_指示_.
1. 師走についての文章で、「除」の漢字が古い物を取り払う意味だと頷けるとされるのはなぜか、一文から三文で説明してください。
2. 師走についての文章から、「12月は陰暦で「師走」と表現されるのは、よくご存知だと思います。」から「普段聞き慣れない言葉ですが、「なるほど」と思われる、深い意味が有ります。」までの部分を一字も変えずに書き写してください。

マナーうんちく話403≪師走と日本人≫

平松幹夫

平松幹夫

テーマ:人間関係を良好にするマナー

12月は陰暦で「師走」と表現されるのは、よくご存知だと思います。
「普段は冷静沈着な教師でも、走り回るほど忙しい」と解釈されている人が多いようですが、この「師」の意味は、教師ではなく僧侶です。

従って、「師走」の意味は、「お経をあげるために僧侶が駆け回る月」の方が有力です。

加えて、12月は陰暦で「除月(じょげつ)」とも言われています。
普段聞き慣れない言葉ですが、「なるほど」と思われる、深い意味が有ります。

除月とは、旧年を払い、取り除いて、新しい年を迎える意味です。
そして、12月31日を「除日(じょじつ)」、12月31日の夕方を「除夕(じょせき)」、そして、12月31日の夜は「除夜(じょや)」と言われます。
「除夜の鐘」の「除夜」ですね。

また、「除」と言う意味は、神様が天に登ったり降りたりする際に使用する梯子(はしご)を意味すると言う説が有ります。

ちなみに、神様をお迎えする時には、邪気を払って清めなければいけません。
「除」の漢字は、古い物を取り払うと言う意味ですが、この理に従えば頷けますね。

今日から12月になりましたが、忙しく飛び回るのもいいし、今年を振り返りながら、希望の梯子の一段を踏みしめ、来る年を前向きに迎える準備をするのもいいですね。

_提示された項目_.

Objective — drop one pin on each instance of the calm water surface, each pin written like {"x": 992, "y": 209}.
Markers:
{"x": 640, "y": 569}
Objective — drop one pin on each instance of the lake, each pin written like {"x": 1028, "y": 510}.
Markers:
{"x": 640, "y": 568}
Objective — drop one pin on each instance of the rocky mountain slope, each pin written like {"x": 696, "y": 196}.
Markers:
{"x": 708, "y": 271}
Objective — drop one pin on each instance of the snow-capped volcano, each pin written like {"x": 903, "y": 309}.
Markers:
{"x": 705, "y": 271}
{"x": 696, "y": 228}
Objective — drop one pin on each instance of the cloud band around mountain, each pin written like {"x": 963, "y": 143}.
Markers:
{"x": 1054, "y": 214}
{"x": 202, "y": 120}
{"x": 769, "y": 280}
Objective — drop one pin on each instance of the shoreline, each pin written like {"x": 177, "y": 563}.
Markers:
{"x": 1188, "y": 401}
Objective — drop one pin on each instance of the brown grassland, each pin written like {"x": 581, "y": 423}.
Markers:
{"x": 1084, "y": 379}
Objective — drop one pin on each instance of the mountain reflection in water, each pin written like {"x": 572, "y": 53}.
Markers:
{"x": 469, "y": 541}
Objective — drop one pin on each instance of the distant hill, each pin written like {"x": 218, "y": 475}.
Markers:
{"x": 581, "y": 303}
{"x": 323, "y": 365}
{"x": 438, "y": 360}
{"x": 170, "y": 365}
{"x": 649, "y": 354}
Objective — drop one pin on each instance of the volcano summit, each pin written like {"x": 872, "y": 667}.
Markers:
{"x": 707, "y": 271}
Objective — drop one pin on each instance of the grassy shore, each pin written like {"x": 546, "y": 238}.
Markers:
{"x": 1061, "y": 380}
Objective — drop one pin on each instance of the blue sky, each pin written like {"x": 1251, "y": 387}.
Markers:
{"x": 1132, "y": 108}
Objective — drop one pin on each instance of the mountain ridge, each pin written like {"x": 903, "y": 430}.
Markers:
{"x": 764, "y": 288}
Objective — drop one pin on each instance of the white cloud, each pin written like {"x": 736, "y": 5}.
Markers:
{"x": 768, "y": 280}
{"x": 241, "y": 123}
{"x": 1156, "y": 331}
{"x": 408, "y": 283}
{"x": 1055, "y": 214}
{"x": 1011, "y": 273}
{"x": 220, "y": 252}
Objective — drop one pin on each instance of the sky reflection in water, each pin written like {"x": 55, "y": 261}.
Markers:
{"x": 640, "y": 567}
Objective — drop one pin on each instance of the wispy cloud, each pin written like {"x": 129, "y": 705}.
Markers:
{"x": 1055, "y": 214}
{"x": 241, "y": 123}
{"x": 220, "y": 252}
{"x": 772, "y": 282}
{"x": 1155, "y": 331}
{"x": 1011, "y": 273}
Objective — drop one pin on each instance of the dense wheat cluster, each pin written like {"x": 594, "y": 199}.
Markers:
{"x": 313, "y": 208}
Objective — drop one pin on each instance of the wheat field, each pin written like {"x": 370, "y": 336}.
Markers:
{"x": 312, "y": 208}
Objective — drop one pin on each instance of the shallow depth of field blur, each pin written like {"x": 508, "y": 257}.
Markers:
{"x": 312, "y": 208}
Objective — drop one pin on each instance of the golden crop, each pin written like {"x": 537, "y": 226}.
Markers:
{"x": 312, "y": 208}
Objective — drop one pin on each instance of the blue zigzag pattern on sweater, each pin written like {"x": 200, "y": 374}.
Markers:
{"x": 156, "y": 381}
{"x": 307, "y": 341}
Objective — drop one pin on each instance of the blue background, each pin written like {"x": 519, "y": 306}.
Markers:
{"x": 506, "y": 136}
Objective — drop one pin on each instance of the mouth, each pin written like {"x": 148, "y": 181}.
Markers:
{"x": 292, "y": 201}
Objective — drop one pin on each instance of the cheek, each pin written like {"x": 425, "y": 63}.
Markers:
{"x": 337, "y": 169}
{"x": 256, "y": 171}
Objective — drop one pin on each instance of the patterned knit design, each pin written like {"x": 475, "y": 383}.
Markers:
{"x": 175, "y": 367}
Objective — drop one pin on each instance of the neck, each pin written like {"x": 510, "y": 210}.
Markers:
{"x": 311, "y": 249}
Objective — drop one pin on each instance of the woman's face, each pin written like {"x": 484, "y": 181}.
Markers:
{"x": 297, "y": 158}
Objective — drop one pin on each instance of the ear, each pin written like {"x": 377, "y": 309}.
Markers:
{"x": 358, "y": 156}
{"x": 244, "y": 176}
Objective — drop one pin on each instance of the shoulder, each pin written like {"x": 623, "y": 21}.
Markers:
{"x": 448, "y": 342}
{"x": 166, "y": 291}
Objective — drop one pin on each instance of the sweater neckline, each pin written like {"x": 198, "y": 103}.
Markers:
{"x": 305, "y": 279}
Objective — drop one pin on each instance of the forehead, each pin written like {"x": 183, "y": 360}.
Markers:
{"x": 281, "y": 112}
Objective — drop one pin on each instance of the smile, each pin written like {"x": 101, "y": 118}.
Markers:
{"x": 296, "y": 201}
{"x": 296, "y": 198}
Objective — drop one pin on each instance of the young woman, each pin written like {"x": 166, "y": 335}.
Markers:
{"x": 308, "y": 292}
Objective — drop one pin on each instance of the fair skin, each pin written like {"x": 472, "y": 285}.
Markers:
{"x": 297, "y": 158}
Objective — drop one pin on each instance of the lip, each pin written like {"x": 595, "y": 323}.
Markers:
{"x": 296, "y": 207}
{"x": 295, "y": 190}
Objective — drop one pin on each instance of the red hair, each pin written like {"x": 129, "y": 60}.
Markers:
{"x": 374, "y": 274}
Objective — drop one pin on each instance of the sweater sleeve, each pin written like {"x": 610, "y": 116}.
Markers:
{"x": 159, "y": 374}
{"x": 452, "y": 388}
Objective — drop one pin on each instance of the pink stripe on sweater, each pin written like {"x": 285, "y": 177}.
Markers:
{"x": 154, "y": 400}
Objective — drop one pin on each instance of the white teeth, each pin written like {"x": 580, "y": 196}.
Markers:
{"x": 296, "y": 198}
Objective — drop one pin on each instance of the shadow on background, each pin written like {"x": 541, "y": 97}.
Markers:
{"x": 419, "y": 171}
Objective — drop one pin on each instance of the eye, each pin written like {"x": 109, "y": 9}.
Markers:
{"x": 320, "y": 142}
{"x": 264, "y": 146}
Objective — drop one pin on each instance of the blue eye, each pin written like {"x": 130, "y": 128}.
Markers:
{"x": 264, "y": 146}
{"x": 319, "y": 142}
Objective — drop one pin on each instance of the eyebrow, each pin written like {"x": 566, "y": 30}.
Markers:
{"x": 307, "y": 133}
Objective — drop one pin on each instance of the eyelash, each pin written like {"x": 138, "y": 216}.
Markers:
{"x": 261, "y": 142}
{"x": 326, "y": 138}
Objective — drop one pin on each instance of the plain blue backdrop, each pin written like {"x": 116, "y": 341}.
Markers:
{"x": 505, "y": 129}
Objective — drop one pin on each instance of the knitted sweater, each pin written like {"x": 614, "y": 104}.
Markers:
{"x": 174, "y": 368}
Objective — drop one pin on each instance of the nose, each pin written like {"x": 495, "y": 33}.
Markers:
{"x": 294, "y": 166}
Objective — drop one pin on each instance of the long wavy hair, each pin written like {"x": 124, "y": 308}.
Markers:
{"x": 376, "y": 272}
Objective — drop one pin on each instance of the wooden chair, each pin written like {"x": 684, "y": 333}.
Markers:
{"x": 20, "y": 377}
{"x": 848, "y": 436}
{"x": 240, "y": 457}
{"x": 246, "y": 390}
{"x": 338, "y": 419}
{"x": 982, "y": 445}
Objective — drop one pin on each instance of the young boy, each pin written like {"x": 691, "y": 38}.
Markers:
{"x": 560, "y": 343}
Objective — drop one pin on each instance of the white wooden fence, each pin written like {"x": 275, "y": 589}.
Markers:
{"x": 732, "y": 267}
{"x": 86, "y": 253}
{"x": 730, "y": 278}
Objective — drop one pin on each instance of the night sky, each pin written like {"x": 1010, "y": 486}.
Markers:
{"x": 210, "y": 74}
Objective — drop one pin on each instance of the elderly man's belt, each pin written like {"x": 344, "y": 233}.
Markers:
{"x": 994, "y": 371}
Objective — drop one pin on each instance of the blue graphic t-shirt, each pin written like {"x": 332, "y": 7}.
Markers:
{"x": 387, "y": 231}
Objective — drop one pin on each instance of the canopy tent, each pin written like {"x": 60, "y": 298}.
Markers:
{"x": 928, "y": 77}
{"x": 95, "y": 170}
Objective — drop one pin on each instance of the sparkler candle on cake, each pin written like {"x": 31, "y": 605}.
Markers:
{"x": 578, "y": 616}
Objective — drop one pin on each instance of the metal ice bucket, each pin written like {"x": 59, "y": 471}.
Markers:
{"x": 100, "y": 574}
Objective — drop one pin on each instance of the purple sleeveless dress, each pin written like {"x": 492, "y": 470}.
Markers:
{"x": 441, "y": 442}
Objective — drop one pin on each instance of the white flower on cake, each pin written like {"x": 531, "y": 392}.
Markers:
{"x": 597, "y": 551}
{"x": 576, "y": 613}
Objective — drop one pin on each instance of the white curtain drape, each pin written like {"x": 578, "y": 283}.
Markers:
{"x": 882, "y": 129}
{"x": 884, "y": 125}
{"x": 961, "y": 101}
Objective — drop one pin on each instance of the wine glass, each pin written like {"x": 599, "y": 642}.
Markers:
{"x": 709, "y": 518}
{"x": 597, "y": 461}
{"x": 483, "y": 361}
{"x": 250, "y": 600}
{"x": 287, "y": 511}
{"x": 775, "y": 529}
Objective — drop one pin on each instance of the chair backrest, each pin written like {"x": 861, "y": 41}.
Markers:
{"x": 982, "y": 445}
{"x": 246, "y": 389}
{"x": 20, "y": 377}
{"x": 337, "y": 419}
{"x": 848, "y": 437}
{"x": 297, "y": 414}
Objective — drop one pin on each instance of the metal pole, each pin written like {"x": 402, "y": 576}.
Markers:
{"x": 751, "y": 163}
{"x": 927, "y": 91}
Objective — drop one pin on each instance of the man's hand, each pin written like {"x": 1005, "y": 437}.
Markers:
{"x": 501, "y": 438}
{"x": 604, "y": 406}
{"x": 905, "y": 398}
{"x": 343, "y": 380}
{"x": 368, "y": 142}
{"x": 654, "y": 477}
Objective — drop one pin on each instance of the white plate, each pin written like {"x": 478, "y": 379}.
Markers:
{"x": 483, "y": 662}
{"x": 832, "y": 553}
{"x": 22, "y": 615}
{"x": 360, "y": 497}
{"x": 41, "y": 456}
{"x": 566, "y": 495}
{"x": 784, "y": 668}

_解答_.
1. 「除」には神様が天に登り降りする際に使う梯子を意味するという説があり、神様をお迎えする時には邪気を払って清めなければならないからです。この理に従えば、古い物を取り払うという意味に頷けるとされています。

2.
12月は陰暦で「師走」と表現されるのは、よくご存知だと思います。
「普段は冷静沈着な教師でも、走り回るほど忙しい」と解釈されている人が多いようですが、この「師」の意味は、教師ではなく僧侶です。

従って、「師走」の意味は、「お経をあげるために僧侶が駆け回る月」の方が有力です。

加えて、12月は陰暦で「除月(じょげつ)」とも言われています。
普段聞き慣れない言葉ですが、「なるほど」と思われる、深い意味が有ります。